ARTICLE -
┄┄┄┄┄┄┄┄┄┄
Responsibilities of the Board of Directors

Corporate Culture Must be Defined by the Board

The Center for Corporate Change
Second Annual Changing the Game Forum
June 10 - 12, 2004
Beaver Creek, Colorado

The Center for Corporate Change, a component of the Vail Leadership Institute, is devoted to substantially raising the standards of ethical conduct of American business. One important medium for accomplishing this goal is the Center's Annual Changing the Game Forum. At this Forum the Center invites leaders from the business and academic communities to identify, discuss and debate key issues affecting the ethical conduct of business and its leaders.

The Forum discussions are based on a list of seven "Root Causes" of corporate malfeasance as identified by the Center founders in 2002:

  • Corporate Valuation
  • Board Governance
  • Leadership and Corporate Culture
  • Compensation
  • Competitive Practices
  • Accountancy
  • Regulation

A team of nationally recognized researchers from the Daniels College of Business of the University of Denver presented an update of the base line research they did in 2003 regarding the seven root causes of corporate malfeasance as identified by the Center for Corporate Change. In 2003, the research team gave the general business / regulatory community a grade of D for their performance on these issues. For 2004, while the research team identified some progress especially in the area of regulation, they also saw some deterioration in terms of Leadership and Culture. In sum, however, there was not enough improvement from 2003 to 2004 to move the needle from the D grade of last year.

The 2003 Forum identified three issues to be researched and debated at the 2004 Forum: The separation of the CEO and Chairperson positions; the roles and responsibilities of boards of directors for corporate culture; and multiple stakeholder valuation.

Each of these topics was assigned to an independent organization for study and presentation to the Forum. A panel of experts was assembled at the Forum to provide alternative perspectives on the issue. Finally, the Forum audience of another 80 participants was invited to discuss and debate the issue further. The Center's intent was to provide a well rounded examination of the topic and from this examination to form a perspective which reflects the recommendations of the Center and its constituencies and the best interests of the American social / economic system. This paper reflects the summary of the position paper and debate on the second of these issues: the roles and responsibilities of the board of directors for corporate culture.

The Position Paper

Mr. Rand Garbacz presented the position paper prepared for the Forum by ATKearney, a leading strategic management consulting practice headquartered in San Francisco. Mr. Garbacz first reported on a series of research statistics demonstrating a strong and positive link between quality governance and company performance and shareholder value. Specifically, he noted that firms that had very high GMI (Governance Metrics International) scores tended also to show very high total shareholder returns. These included firms such as Coventry Health, Sunoco, ITT, 3-M and Harley Davidson. On the other hand, companies that demonstrated very low GMI scores also tended to show quite low total shareholder returns. These corporations included such firms as Lucent, Qwest, Xerox and Williams.
┄┄┄┄┄┄┄┄┄┄
LISTING -
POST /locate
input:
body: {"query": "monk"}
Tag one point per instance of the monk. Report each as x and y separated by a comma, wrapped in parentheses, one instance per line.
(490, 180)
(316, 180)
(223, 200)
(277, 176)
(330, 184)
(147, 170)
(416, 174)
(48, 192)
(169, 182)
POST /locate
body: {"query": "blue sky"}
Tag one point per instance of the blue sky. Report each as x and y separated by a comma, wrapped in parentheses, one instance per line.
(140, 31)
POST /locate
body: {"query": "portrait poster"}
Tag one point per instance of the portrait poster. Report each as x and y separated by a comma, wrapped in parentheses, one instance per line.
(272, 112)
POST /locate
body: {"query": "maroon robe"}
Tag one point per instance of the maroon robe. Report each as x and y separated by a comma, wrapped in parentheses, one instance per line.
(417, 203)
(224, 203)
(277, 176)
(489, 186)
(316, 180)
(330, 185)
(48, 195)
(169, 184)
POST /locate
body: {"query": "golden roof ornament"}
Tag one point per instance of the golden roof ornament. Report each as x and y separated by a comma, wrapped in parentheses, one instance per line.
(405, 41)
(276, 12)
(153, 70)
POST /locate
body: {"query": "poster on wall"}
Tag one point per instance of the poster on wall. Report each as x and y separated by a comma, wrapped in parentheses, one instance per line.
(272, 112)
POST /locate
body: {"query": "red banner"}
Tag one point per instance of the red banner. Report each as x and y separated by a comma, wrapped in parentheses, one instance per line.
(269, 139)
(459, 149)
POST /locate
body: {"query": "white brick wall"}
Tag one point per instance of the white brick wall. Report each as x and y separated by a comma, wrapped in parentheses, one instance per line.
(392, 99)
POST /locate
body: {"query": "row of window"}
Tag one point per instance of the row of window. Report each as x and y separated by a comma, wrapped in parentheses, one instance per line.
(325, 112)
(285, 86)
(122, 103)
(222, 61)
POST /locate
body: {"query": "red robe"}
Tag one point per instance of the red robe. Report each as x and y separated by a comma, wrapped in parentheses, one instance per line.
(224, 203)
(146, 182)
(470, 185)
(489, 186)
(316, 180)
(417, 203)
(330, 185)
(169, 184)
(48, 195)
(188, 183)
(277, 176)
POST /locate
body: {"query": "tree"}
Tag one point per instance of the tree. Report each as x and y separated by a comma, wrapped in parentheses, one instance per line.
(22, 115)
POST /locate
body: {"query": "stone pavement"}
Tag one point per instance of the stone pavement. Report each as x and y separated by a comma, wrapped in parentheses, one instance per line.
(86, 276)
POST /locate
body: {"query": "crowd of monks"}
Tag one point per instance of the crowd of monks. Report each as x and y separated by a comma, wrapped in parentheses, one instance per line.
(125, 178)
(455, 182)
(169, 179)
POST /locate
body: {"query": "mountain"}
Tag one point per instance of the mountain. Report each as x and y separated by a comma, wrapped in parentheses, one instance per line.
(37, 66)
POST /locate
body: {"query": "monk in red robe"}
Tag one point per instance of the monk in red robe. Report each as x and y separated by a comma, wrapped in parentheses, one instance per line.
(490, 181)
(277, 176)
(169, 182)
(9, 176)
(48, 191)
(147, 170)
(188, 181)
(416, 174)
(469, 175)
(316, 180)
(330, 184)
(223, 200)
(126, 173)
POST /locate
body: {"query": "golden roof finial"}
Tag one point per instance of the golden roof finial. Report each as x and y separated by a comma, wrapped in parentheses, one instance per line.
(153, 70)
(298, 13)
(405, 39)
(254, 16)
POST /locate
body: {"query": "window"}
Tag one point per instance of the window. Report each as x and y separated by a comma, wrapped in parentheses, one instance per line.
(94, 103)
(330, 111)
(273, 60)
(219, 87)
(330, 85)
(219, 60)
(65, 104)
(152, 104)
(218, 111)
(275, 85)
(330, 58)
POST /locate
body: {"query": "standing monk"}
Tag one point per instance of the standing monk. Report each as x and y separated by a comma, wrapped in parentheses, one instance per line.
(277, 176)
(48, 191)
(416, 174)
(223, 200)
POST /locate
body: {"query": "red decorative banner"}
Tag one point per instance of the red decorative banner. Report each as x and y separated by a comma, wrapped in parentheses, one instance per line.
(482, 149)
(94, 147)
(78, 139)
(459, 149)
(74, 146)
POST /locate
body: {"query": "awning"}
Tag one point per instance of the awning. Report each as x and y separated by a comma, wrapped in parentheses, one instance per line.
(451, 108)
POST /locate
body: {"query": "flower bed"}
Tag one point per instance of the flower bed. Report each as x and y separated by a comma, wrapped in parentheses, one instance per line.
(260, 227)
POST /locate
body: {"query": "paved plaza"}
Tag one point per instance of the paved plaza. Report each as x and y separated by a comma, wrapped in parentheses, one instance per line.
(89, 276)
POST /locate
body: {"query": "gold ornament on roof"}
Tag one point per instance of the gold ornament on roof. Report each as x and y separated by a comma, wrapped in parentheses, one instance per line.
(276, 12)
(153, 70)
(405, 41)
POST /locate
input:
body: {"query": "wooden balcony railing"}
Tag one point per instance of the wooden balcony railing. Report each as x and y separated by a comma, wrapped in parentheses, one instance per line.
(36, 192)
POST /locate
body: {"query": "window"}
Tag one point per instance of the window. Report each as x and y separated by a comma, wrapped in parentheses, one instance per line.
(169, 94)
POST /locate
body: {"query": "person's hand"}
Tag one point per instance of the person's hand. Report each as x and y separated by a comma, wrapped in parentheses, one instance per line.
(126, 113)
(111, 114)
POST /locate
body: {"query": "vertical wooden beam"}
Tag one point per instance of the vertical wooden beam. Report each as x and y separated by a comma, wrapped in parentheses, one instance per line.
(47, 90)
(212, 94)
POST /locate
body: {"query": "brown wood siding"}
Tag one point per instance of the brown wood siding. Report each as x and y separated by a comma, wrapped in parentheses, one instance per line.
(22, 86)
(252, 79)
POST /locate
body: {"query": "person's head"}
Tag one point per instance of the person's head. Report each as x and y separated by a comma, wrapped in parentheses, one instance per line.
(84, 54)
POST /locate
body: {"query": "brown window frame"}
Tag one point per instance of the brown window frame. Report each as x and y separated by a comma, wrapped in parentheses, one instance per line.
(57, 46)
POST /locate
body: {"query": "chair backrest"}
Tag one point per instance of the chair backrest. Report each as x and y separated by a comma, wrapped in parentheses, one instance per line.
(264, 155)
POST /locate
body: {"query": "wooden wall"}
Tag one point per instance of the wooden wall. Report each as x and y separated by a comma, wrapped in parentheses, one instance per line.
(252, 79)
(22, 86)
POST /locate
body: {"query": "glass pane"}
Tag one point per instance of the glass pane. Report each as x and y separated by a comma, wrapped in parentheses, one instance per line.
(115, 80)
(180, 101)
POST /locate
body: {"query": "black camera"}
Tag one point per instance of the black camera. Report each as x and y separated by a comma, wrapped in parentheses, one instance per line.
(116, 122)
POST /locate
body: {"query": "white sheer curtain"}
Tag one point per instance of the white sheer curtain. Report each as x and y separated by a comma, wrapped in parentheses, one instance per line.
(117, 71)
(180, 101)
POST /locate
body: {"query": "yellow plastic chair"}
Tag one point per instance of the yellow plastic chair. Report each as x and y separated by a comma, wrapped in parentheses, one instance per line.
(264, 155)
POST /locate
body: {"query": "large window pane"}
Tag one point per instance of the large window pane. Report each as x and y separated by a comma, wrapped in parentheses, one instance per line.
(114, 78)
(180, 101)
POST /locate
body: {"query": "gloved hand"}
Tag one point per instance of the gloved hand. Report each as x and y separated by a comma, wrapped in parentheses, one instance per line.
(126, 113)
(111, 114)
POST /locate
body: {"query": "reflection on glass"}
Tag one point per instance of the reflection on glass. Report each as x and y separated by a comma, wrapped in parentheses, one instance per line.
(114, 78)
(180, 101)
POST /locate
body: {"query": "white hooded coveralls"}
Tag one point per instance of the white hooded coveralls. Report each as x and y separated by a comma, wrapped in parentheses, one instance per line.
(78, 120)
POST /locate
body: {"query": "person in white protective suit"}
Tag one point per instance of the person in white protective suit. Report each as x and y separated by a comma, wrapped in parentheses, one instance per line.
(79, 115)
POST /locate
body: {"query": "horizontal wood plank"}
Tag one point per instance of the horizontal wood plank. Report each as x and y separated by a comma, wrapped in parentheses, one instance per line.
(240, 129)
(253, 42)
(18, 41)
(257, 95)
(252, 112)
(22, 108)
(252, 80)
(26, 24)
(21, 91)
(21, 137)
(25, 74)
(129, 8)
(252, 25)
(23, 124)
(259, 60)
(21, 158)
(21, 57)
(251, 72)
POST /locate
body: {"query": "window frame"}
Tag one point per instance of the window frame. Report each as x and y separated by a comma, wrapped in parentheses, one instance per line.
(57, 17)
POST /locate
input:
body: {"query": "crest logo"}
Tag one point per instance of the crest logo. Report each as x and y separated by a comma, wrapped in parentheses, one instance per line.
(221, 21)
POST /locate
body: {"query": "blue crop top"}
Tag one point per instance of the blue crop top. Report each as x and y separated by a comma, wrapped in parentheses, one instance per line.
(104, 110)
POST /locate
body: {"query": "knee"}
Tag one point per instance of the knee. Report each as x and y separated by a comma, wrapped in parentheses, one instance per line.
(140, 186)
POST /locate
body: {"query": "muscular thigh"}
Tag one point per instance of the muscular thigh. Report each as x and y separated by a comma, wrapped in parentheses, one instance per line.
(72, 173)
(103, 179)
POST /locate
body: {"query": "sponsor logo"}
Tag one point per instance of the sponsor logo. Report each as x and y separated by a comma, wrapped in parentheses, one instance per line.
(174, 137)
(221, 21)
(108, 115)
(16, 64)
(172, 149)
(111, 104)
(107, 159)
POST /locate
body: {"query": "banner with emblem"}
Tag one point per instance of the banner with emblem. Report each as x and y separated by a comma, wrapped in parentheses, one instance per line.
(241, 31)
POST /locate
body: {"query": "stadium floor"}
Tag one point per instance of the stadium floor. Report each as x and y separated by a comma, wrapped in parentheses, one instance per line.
┄┄┄┄┄┄┄┄┄┄
TASK GOAL - In the forum summary, what grade did the research team give the general business and regulatory community in 2003? The material has no connection to the text on board responsibilities.

EXERCISE SOLUTION - A grade of D.